Set exercise: Select every line of the items that contains the string "query" and copy each one out. Case counts.

Stored records:
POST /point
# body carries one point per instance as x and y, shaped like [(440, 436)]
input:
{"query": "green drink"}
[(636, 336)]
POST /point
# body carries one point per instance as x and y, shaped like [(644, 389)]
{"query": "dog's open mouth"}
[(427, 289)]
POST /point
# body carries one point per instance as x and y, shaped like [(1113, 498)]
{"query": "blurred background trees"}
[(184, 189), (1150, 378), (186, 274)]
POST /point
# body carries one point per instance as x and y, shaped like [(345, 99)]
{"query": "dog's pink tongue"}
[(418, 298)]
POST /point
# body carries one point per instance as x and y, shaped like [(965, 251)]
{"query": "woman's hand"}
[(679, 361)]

...

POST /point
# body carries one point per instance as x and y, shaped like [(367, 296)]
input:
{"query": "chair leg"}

...

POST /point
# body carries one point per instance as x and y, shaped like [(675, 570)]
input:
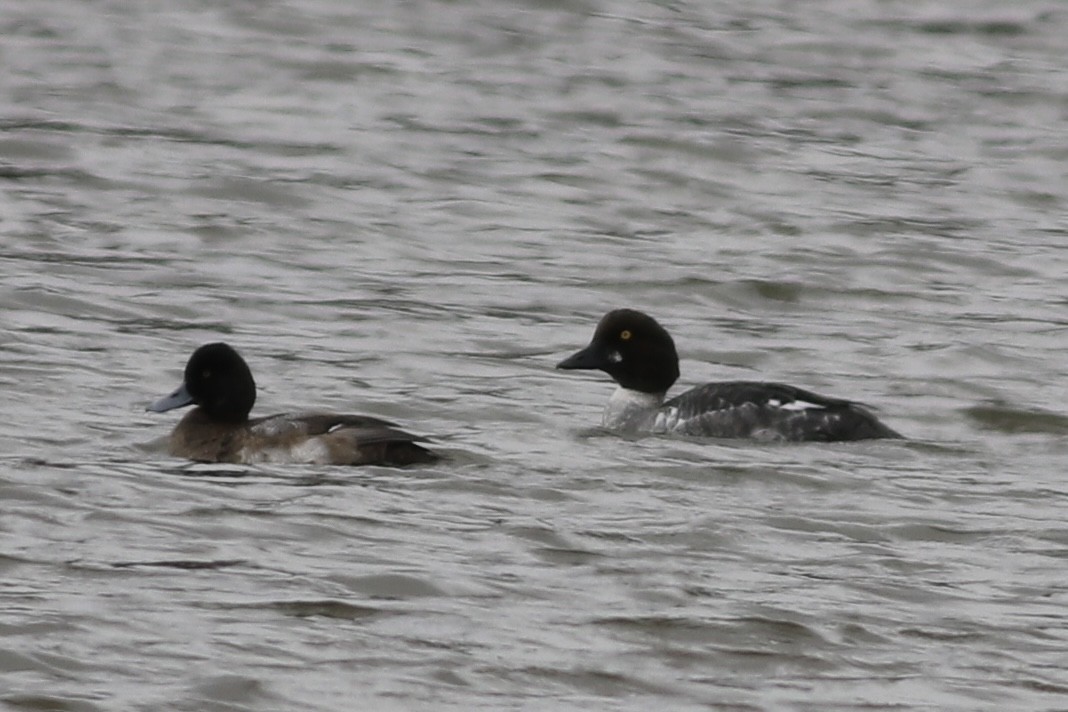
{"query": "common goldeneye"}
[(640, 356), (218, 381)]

Written answer:
{"query": "green drink"}
{"query": "dog's open mouth"}
{"query": "blurred background trees"}
{"query": "dog's pink tongue"}
{"query": "woman's hand"}
{"query": "chair leg"}
{"query": "common goldeneye"}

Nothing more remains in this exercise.